▶ Required action
Print the listing in its entirety and exactly, leaving out images.

-- Dataset content follows --

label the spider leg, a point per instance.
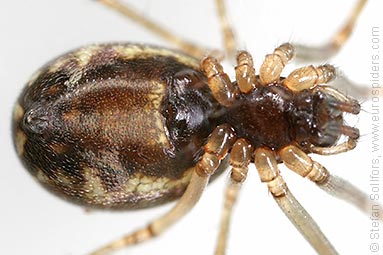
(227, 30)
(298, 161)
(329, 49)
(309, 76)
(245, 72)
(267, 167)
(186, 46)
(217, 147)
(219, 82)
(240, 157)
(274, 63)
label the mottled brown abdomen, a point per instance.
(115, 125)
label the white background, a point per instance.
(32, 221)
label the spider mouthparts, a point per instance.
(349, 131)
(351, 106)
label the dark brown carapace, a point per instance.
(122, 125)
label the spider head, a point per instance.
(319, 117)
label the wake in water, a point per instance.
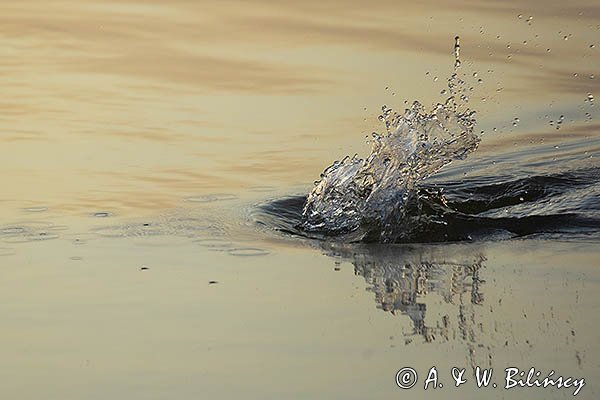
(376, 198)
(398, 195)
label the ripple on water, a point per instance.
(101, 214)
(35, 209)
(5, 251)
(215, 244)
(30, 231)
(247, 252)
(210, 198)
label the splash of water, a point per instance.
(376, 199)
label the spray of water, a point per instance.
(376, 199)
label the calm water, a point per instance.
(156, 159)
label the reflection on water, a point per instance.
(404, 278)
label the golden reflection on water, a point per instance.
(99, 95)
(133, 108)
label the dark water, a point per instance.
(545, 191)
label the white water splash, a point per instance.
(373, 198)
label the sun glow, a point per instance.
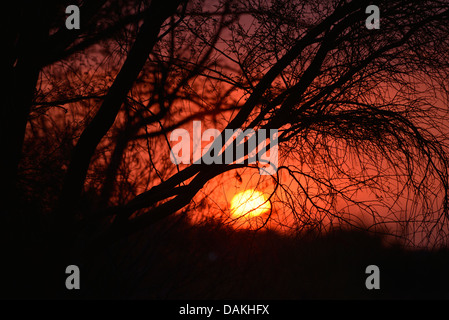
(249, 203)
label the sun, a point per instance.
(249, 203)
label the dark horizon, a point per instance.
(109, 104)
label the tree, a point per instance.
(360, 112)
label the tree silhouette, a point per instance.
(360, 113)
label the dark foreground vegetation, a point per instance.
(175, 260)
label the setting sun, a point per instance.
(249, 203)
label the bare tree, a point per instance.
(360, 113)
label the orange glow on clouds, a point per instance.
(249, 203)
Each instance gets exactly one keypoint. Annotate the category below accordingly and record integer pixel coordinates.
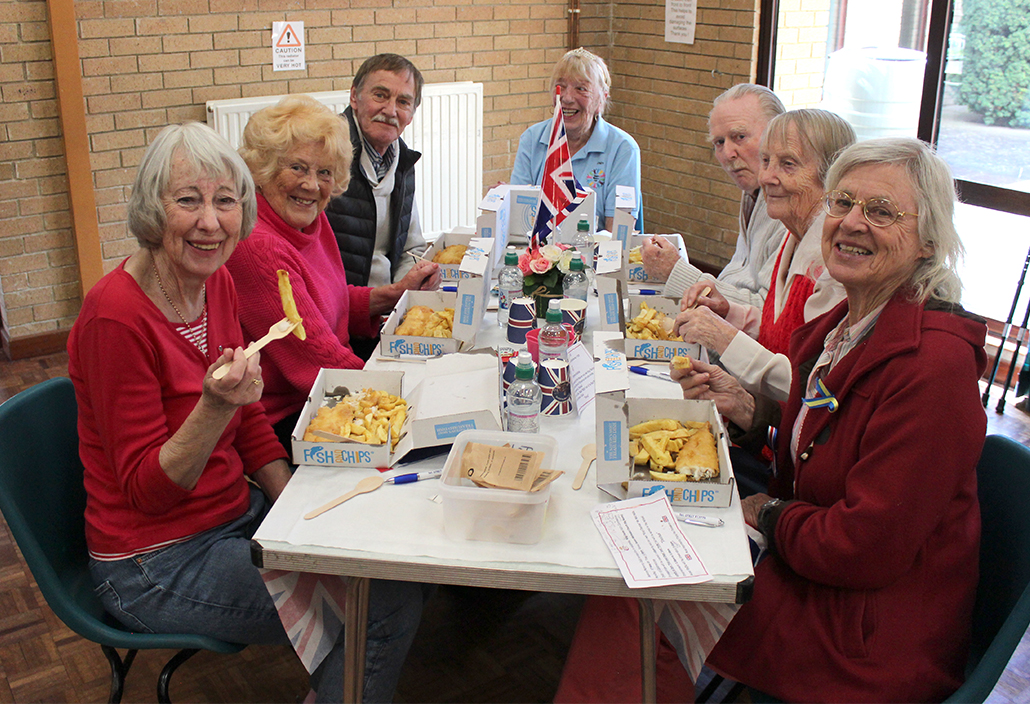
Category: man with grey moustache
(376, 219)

-- Dataset content concluded --

▶ Exercise output
label the spider leg, a point per instance.
(227, 30)
(298, 161)
(329, 49)
(309, 76)
(245, 72)
(267, 167)
(186, 46)
(217, 147)
(219, 82)
(240, 157)
(274, 63)
label the mottled brown abdomen, a point per instance.
(115, 125)
label the white background, a point per instance.
(32, 221)
label the spider mouthparts, a point per instance.
(349, 131)
(351, 106)
label the dark brown carapace, a point per instance.
(122, 125)
label the spider head, a point per instance.
(319, 117)
label the wake in water, a point per instance.
(376, 198)
(398, 195)
label the ripple on water, a point per instance.
(101, 214)
(35, 209)
(5, 251)
(215, 244)
(30, 231)
(247, 252)
(210, 198)
label the splash of water, a point per instance.
(376, 199)
label the spray of water, a point per instance.
(376, 199)
label the calm water, a point per instance.
(156, 159)
label the reflection on water, a point per instance.
(404, 278)
label the golden reflection on water, a point per instance.
(99, 95)
(133, 108)
label the dark water, a point per instance.
(545, 191)
label the white water splash, a point per instance.
(373, 198)
label the sun glow, a point per instance.
(249, 203)
label the sun, a point per instance.
(249, 203)
label the dark horizon, a point per instance.
(109, 104)
label the tree, a point per instance.
(360, 112)
label the tree silhouette, a point per instance.
(360, 113)
label the dark foreground vegetation, a point per instance.
(175, 260)
label the setting sun, a point per instance.
(249, 203)
label the bare tree, a point per instance.
(360, 113)
label the orange glow on clouds, a point per instance.
(249, 203)
Each instance gets exactly one keypoint. Annotate the category below accordingly and record integer pixel coordinates.
Category: man with grey moustache
(376, 219)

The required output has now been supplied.